- _Raw data_:

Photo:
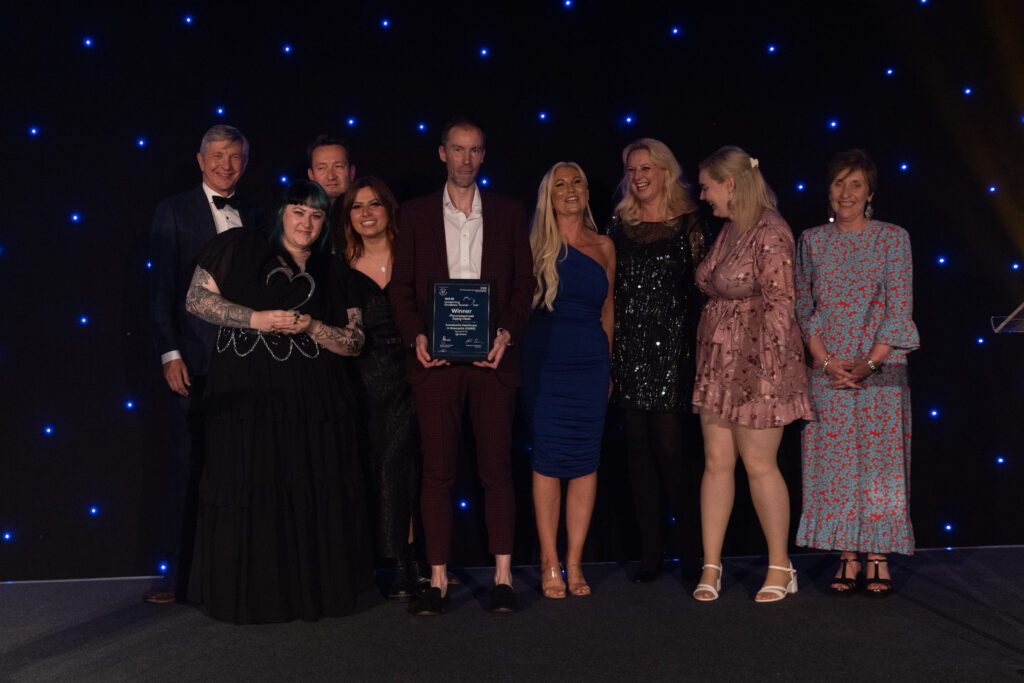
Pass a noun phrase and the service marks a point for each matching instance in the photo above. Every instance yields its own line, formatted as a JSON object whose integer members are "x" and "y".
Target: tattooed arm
{"x": 204, "y": 300}
{"x": 343, "y": 341}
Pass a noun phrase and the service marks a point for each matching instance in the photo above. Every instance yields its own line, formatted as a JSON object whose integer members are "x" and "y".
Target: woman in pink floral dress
{"x": 854, "y": 303}
{"x": 751, "y": 375}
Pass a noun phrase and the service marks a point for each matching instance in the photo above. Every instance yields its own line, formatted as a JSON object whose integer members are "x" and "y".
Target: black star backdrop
{"x": 103, "y": 110}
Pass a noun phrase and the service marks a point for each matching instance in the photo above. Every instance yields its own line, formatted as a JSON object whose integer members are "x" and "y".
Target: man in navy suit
{"x": 181, "y": 226}
{"x": 461, "y": 232}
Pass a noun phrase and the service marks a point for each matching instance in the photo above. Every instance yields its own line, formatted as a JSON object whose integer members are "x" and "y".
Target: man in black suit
{"x": 181, "y": 226}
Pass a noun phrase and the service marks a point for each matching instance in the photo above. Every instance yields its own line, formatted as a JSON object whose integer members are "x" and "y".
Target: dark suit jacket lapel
{"x": 204, "y": 216}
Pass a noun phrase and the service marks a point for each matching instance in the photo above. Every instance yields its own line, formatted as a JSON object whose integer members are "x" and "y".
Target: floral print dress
{"x": 750, "y": 355}
{"x": 853, "y": 292}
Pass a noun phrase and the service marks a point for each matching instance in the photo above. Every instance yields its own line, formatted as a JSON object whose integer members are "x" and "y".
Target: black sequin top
{"x": 657, "y": 306}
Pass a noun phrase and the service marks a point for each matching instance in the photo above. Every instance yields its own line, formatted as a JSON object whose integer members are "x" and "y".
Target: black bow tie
{"x": 221, "y": 202}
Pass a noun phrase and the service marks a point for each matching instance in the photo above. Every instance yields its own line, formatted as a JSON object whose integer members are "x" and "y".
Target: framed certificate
{"x": 463, "y": 325}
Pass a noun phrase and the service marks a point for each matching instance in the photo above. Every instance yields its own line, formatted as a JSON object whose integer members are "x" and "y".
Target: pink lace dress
{"x": 750, "y": 354}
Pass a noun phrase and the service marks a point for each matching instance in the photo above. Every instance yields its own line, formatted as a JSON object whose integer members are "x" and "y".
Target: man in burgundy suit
{"x": 461, "y": 232}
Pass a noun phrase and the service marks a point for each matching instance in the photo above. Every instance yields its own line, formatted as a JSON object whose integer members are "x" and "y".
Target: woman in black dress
{"x": 658, "y": 239}
{"x": 282, "y": 530}
{"x": 370, "y": 227}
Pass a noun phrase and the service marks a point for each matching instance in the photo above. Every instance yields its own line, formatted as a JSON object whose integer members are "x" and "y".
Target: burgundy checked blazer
{"x": 421, "y": 256}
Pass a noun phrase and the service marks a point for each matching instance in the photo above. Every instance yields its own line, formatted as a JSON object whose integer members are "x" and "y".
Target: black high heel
{"x": 851, "y": 585}
{"x": 887, "y": 583}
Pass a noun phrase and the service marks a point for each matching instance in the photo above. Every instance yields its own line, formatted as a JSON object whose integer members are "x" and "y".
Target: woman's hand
{"x": 273, "y": 321}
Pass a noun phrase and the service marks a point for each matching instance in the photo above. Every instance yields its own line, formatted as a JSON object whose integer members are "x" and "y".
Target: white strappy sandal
{"x": 779, "y": 592}
{"x": 707, "y": 587}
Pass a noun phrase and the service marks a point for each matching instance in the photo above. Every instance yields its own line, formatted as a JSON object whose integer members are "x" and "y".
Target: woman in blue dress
{"x": 565, "y": 367}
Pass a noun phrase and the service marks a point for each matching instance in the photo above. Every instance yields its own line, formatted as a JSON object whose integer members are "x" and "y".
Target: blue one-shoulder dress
{"x": 565, "y": 372}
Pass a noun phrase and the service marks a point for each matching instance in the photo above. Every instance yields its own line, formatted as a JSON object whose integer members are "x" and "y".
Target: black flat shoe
{"x": 849, "y": 586}
{"x": 503, "y": 599}
{"x": 887, "y": 584}
{"x": 430, "y": 603}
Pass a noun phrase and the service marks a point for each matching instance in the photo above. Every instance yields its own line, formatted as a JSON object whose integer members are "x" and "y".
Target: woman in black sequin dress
{"x": 659, "y": 240}
{"x": 370, "y": 227}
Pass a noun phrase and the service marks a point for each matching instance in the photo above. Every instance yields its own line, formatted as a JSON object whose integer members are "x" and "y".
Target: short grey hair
{"x": 222, "y": 132}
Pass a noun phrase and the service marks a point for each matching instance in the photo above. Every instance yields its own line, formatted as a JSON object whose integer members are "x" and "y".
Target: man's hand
{"x": 424, "y": 356}
{"x": 497, "y": 351}
{"x": 177, "y": 376}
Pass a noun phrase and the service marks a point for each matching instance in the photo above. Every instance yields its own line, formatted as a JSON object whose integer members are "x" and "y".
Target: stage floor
{"x": 957, "y": 615}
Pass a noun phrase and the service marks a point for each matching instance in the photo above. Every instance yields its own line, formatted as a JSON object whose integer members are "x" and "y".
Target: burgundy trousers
{"x": 439, "y": 402}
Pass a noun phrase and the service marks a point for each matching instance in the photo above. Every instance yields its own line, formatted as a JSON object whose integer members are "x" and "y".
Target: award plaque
{"x": 462, "y": 322}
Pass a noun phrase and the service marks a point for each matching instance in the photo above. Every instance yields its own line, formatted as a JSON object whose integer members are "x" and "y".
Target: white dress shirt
{"x": 463, "y": 237}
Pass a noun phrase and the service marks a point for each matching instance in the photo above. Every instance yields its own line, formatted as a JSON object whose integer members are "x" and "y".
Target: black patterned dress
{"x": 386, "y": 406}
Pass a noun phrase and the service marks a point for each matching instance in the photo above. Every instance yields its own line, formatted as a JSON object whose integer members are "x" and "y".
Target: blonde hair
{"x": 752, "y": 195}
{"x": 677, "y": 190}
{"x": 546, "y": 240}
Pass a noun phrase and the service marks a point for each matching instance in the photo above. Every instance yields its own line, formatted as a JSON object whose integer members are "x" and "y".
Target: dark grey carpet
{"x": 958, "y": 615}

- _Problem_: With the pictures omitted, reproduce the records in full and exactly.

- _Response for this exercise_:
Photo:
Pass a noun phrase and the service marks a point for each matching instance in the photo above. Every instance yields its own line, formatted as a JSON object whose integer members are "x" and "y".
Target: tattooed arm
{"x": 204, "y": 300}
{"x": 343, "y": 341}
Pass a noun phrase and the service marks a point for each matching instance in the photo above. Every instance yields its own line, formatted as a JSON object whose integer members are "x" and "y".
Target: woman in pink floral dress
{"x": 854, "y": 303}
{"x": 751, "y": 375}
Pass a noun phrase and the service marks a point for each matching instance in the photo above. Every instance yields its own line, formatted as a JSON object whose integer members are "x" and "y".
Target: black star backdrop
{"x": 103, "y": 110}
Pass a noun phrase and the service marks a point for each matching instance in the photo above. Every instance yields its own line, formatted as a JSON object whose integer members are "x" and "y".
Target: man in navy suit
{"x": 181, "y": 226}
{"x": 461, "y": 232}
Pass a noun phrase and the service marks a point for each matching instance in the photo above. Every instance yields its own line, formatted as a JSON object whose integer members are "x" and "y".
Target: man in black suit
{"x": 181, "y": 226}
Pass a noun phrase and the service marks a point for each matching instance in the photo above. Every instance yields its own line, formatted as a JSON object whose integer members are "x" and "y".
Target: dark suit jacket lapel
{"x": 204, "y": 216}
Pass a noun phrase and the service marks a point for each matching instance in the photo above. Every instance yields its own line, formatted as a JSON object whose integer members are "x" and "y".
Target: floral print dress
{"x": 750, "y": 355}
{"x": 853, "y": 292}
Pass a noun phrase and the service marks a point for each matching instance in the photo above. Every instance yields its own line, formatted as a JSON object whose integer members are "x" and "y".
Target: black sequin top
{"x": 657, "y": 306}
Pass a noun phrase and the service marks a point for each matching instance in the photo above. Every instance yields its own line, formatted as a JSON object whose integer members are "x" and "y".
Target: black bow tie
{"x": 221, "y": 202}
Pass a noun phrase and the service marks a point for each matching instance in the photo above. Every instance yields its own line, formatted as a JSON object whose integer members are "x" and "y".
Target: framed certificate
{"x": 463, "y": 325}
Pass a noun phrase and the service marks a point for each matching instance in the photo above. Every instance yields its own line, formatted as a JSON object whose integer members are "x" and "y".
Target: pink lace dress
{"x": 750, "y": 354}
Pass a noun phrase and the service marks a point for each matching instance in the photo above. Every instance yields its own line, formatted as a JSON object whose integer members are "x" and "y".
Target: man in burgundy suit
{"x": 461, "y": 232}
Pass a noun phrase and the service marks a point for each matching instance in the photo above. Every instance yields its own line, formatted as a JSON object whose integer members are "x" and "y".
Target: woman in black dress
{"x": 658, "y": 239}
{"x": 282, "y": 530}
{"x": 370, "y": 227}
Pass a noun phrase and the service marks a point for each matching instance in the photo above. Every instance yields its own line, formatted as a JSON object whose integer members are "x" and "y".
Target: burgundy checked blazer
{"x": 421, "y": 256}
Pass a noun phrase and the service marks a point for each matching instance in the photo above. Every instance yields its own line, formatted as a JSON object whose integer members are "x" and "y".
Target: black high heel
{"x": 851, "y": 585}
{"x": 887, "y": 583}
Pass a noun phrase and the service marks a point for each matching instance in the photo above. Every instance yields its own line, formatted as a JSON object whose integer members are "x" and "y".
Target: woman's hand
{"x": 273, "y": 321}
Pass a noun phrase and the service marks a point for each matching instance in the photo above. Every instance yields its own line, formatted as a JSON object whose integer members are "x" and "y".
Target: white strappy sandal
{"x": 779, "y": 592}
{"x": 707, "y": 587}
Pass a noun phrase and the service marks a point for each matching instance in the photo above. Every instance yields its own line, formatted as a JSON object whose integer members are "x" and "y".
Target: woman in blue dress
{"x": 565, "y": 367}
Pass a noun phrase and the service marks a point for each matching instance in the photo above. Every instance yields its own line, formatted as a JSON object whose integer members are "x" and "y".
Target: blue one-shoulder dress
{"x": 565, "y": 372}
Pass a noun phrase and the service marks a point for each matching instance in the photo above. Every instance yields its own line, formatted as a JSON object whose integer members are "x" and "y".
Target: black flat shoe
{"x": 849, "y": 586}
{"x": 503, "y": 599}
{"x": 887, "y": 584}
{"x": 430, "y": 603}
Pass a noun phrase and the service marks a point for each matching instance in the photo above. Every instance yields its own line, formatted as a JSON object whose integer members are "x" and "y".
Target: woman in black sequin dress
{"x": 659, "y": 240}
{"x": 370, "y": 227}
Pass a noun phrase and the service marks a point for each matching instance in the photo above. Every instance yields its own line, formatted as a JSON object whose integer members are "x" and "y".
Target: short grey hair
{"x": 222, "y": 132}
Pass a noun phrase and the service marks a point for each matching instance in the photo above. Every instance yields its own line, formatted as a JSON object whose integer members are "x" and "y".
Target: man's hand
{"x": 424, "y": 356}
{"x": 497, "y": 351}
{"x": 177, "y": 376}
Pass a noun phrase and the service marks a point for each matching instance in the photo above. Every instance yields its own line, formatted as a JSON object whose integer members are "x" and "y".
Target: stage floor
{"x": 957, "y": 615}
Pass a noun phrase and the service marks a point for each matching instance in the photo above. Every instance yields its own line, formatted as a JSON object whose integer members are "x" and "y".
Target: burgundy trousers
{"x": 439, "y": 402}
Pass a noun phrase and the service marks a point for each matching instance in the photo above. Every instance yields its own line, formatted as a JSON object whose integer members are "x" and "y".
Target: award plaque
{"x": 462, "y": 322}
Pass a noun phrase and the service marks a point for each matching instance in the photo above. Every instance yields its own line, formatted as a JSON object whose integer members are "x" and "y".
Target: white dress shirt
{"x": 463, "y": 237}
Pass a noun phrase and the service marks a point for each matching instance in the photo above. Every instance yields its own line, formatted as a JSON object whose integer members are "x" and "y".
Target: black patterned dress
{"x": 386, "y": 406}
Pass a noun phrase and the service marks a point for each matching instance in the photo above. Every instance yields its own line, formatted as a JSON object whose integer members are "x" and "y".
Target: blonde hair
{"x": 752, "y": 195}
{"x": 677, "y": 190}
{"x": 546, "y": 240}
Pass a noun phrase and the service marks a point for each matching instance in the photo above. Every instance yields its own line, formatted as a JSON object whose integer members are "x" and "y".
Target: dark grey carpet
{"x": 958, "y": 615}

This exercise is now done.